*YOUR GOAL:*
Which lines in the material below contain the string "water"? Pull out each such line in full, treating uppercase and lowercase letters as different.

*SUPPLIED DATA:*

+ + +

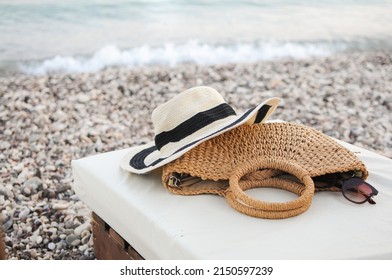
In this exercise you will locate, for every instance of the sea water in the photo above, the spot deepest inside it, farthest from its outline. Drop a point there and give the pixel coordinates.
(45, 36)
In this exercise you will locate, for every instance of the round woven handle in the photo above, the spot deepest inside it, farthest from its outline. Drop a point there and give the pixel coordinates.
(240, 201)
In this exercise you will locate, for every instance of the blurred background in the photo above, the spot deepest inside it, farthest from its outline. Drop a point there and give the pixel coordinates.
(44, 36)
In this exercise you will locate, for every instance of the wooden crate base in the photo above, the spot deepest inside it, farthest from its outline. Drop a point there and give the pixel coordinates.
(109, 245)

+ + +

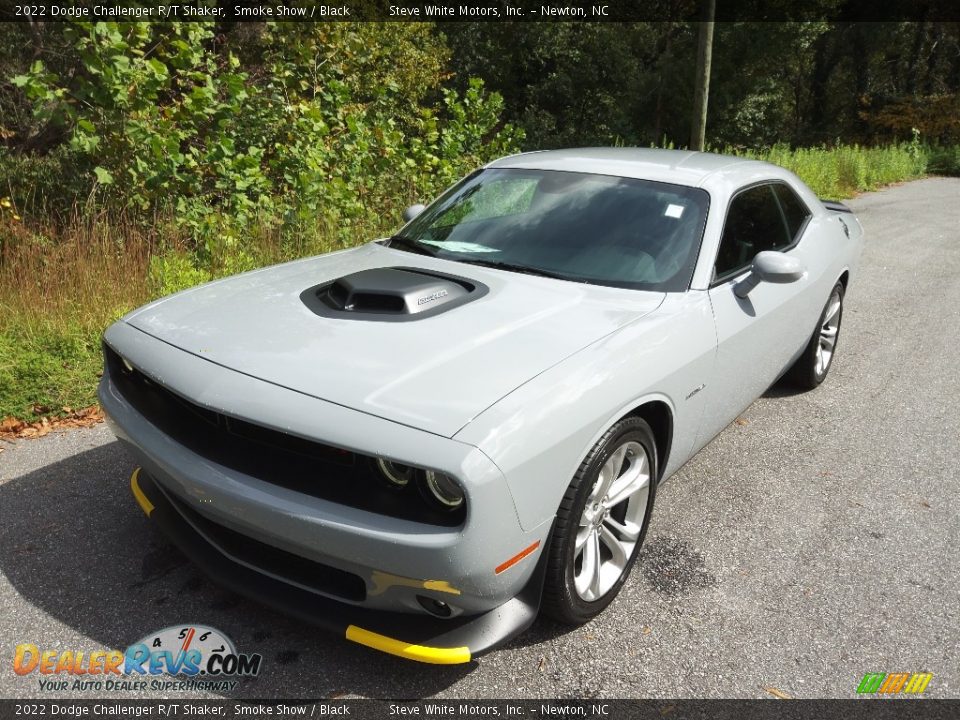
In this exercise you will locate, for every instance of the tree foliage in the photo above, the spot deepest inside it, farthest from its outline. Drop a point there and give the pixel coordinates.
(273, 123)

+ + +

*TASK RESULT:*
In this exercise you will locate, for every instance of the sea water in the photo above, the spot deepest inside it, farthest from its outline. Drop a point there and give the pixel coordinates.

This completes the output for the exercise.